- DESCRIPTION OF THE TASK
Reproduce the stretch of the data from the line containing "the white splash" through the line containing "column 508, row 129", with "turquoise water" swapped for "teal water" and nothing else altered.

- RECORDED INFORMATION

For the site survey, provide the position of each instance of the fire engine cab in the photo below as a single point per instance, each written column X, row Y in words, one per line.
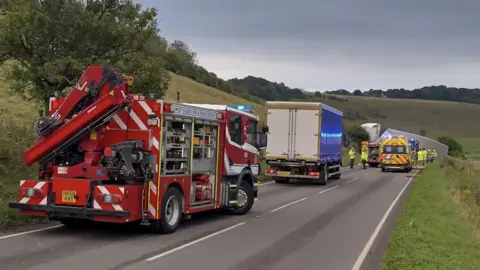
column 105, row 155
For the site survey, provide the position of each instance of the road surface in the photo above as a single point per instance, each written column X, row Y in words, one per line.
column 292, row 226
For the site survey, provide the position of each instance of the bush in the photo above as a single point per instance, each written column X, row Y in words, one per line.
column 463, row 179
column 15, row 138
column 455, row 149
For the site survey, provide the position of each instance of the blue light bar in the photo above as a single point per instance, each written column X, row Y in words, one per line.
column 245, row 108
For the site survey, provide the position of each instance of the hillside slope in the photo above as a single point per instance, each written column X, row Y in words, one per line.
column 438, row 118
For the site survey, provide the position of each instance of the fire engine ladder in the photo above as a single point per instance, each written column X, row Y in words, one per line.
column 102, row 120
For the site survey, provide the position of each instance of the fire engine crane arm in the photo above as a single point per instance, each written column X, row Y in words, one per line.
column 98, row 96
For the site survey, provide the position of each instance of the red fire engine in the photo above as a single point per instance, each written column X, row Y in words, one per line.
column 105, row 155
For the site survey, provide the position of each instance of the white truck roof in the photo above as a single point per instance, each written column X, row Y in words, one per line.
column 218, row 107
column 301, row 105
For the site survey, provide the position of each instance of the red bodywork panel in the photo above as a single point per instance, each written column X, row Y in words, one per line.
column 76, row 191
column 86, row 190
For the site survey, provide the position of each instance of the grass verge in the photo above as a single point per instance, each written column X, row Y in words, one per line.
column 14, row 139
column 435, row 229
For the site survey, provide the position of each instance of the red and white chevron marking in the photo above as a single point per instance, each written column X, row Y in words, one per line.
column 138, row 117
column 110, row 189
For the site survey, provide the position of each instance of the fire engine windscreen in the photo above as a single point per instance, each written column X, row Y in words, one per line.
column 393, row 149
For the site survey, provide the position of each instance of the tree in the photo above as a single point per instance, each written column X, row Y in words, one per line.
column 356, row 133
column 49, row 43
column 180, row 59
column 455, row 149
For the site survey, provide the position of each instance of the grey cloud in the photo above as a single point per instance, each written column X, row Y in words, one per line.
column 420, row 41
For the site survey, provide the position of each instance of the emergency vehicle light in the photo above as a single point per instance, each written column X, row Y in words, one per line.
column 245, row 108
column 331, row 135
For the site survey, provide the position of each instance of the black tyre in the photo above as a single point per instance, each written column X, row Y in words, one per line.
column 245, row 199
column 172, row 212
column 324, row 176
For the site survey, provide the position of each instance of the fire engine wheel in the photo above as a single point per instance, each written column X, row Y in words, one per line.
column 171, row 212
column 245, row 199
column 324, row 176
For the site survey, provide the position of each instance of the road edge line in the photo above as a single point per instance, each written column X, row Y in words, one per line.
column 361, row 258
column 163, row 254
column 288, row 204
column 29, row 232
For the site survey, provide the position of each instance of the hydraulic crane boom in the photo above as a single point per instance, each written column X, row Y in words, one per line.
column 99, row 94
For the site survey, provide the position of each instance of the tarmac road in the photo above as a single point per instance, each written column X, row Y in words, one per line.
column 292, row 226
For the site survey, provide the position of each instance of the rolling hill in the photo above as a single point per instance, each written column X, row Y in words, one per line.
column 438, row 118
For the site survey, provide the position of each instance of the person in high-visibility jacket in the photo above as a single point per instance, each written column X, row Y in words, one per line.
column 351, row 154
column 422, row 155
column 364, row 158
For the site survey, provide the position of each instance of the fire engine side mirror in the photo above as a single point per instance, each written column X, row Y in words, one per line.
column 262, row 142
column 265, row 129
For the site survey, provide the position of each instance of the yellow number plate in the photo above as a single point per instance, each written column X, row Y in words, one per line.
column 69, row 196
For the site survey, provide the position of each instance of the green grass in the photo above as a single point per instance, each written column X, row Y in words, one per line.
column 438, row 118
column 433, row 231
column 471, row 147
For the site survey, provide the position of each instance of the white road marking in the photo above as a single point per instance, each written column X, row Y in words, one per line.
column 368, row 246
column 328, row 189
column 353, row 179
column 28, row 232
column 288, row 204
column 266, row 183
column 194, row 242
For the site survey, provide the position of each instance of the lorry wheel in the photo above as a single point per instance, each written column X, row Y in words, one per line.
column 324, row 176
column 245, row 199
column 171, row 212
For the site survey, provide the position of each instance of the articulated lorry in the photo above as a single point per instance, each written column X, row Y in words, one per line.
column 396, row 154
column 304, row 141
column 105, row 155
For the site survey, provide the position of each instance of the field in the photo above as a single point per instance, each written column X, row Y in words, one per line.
column 440, row 118
column 440, row 224
column 471, row 146
column 438, row 228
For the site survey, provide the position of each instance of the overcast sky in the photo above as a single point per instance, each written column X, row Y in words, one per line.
column 331, row 44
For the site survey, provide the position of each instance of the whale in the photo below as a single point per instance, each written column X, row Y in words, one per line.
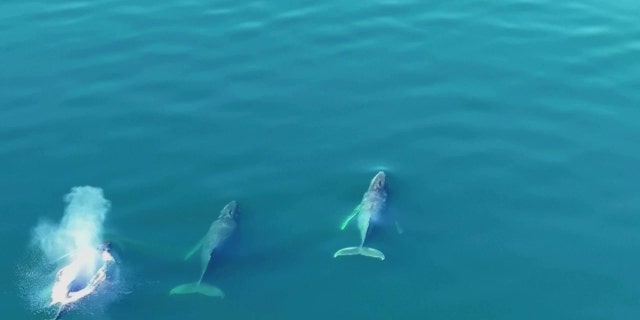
column 368, row 211
column 219, row 231
column 86, row 272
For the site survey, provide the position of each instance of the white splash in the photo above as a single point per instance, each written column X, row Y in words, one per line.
column 74, row 241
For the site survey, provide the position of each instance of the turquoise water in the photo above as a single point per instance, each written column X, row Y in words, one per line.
column 508, row 129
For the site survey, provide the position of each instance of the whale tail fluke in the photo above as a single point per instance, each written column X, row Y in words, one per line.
column 198, row 287
column 61, row 310
column 363, row 251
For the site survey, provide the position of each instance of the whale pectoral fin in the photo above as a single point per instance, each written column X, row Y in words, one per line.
column 201, row 288
column 350, row 217
column 195, row 249
column 398, row 227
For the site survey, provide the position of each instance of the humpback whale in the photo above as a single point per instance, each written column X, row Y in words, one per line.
column 219, row 231
column 367, row 211
column 80, row 278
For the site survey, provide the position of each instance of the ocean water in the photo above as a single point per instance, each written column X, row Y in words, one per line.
column 509, row 131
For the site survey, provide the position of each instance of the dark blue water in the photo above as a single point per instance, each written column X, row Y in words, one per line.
column 508, row 130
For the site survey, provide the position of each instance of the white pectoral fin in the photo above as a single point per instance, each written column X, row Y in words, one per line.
column 350, row 217
column 398, row 227
column 195, row 249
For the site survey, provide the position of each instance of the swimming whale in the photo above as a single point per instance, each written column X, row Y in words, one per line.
column 368, row 210
column 219, row 231
column 80, row 278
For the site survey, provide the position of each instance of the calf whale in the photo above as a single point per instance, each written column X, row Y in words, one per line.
column 367, row 211
column 219, row 231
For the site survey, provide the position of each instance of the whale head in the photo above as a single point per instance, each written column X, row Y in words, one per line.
column 378, row 183
column 229, row 211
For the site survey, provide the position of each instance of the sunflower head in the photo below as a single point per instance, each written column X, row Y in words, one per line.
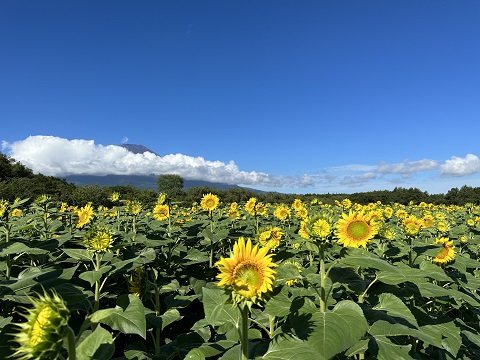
column 354, row 230
column 248, row 273
column 161, row 212
column 98, row 239
column 41, row 336
column 446, row 253
column 209, row 202
column 85, row 215
column 319, row 226
column 270, row 237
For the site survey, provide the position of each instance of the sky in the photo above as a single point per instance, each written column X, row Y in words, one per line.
column 307, row 96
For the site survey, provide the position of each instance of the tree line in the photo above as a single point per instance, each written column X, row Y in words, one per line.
column 18, row 181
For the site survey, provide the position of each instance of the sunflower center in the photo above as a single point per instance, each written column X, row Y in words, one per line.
column 321, row 228
column 248, row 277
column 101, row 241
column 358, row 229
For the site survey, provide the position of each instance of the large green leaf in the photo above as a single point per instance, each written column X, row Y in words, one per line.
column 320, row 335
column 128, row 316
column 93, row 276
column 97, row 345
column 396, row 308
column 217, row 311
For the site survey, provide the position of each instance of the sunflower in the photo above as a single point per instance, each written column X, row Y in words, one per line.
column 247, row 272
column 250, row 206
column 412, row 225
column 98, row 239
column 282, row 212
column 161, row 212
column 319, row 226
column 134, row 207
column 270, row 237
column 292, row 282
column 41, row 336
column 85, row 215
column 446, row 253
column 209, row 202
column 302, row 231
column 353, row 230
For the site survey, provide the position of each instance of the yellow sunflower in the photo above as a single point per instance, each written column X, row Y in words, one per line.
column 161, row 212
column 270, row 237
column 41, row 335
column 209, row 202
column 98, row 239
column 446, row 253
column 353, row 230
column 85, row 215
column 282, row 212
column 250, row 206
column 247, row 272
column 412, row 225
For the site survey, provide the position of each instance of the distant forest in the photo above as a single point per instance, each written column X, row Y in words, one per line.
column 18, row 181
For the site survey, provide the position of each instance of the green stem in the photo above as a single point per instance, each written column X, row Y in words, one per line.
column 157, row 313
column 362, row 296
column 72, row 355
column 323, row 277
column 9, row 261
column 244, row 332
column 98, row 261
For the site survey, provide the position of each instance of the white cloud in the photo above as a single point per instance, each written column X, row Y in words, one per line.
column 57, row 156
column 458, row 166
column 54, row 156
column 407, row 168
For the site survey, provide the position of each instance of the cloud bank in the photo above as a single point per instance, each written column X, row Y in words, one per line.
column 55, row 156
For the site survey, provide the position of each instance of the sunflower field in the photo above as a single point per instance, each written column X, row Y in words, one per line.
column 246, row 280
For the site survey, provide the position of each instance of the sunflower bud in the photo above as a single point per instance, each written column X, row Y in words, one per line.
column 41, row 336
column 98, row 239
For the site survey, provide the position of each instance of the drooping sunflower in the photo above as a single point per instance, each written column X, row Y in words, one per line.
column 270, row 237
column 282, row 212
column 98, row 239
column 446, row 253
column 41, row 336
column 134, row 207
column 412, row 225
column 248, row 272
column 209, row 202
column 319, row 226
column 161, row 212
column 85, row 215
column 250, row 206
column 353, row 230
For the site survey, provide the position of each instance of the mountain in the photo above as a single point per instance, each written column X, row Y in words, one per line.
column 137, row 149
column 148, row 182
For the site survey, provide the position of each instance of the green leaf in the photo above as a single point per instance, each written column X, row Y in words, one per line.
column 128, row 316
column 396, row 308
column 217, row 311
column 320, row 335
column 279, row 304
column 79, row 254
column 97, row 345
column 194, row 354
column 93, row 276
column 388, row 350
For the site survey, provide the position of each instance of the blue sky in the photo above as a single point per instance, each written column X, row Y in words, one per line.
column 291, row 96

- EXERCISE OUTPUT
For the site survey, provide the position of each instance of the white splash in the photo above as a single point per instance, each written column X, row Y in words, one per line.
column 74, row 241
For the site survey, provide the position of each instance of the teal water in the photo above as a single point per instance, each written column X, row Y in words, one per line.
column 508, row 129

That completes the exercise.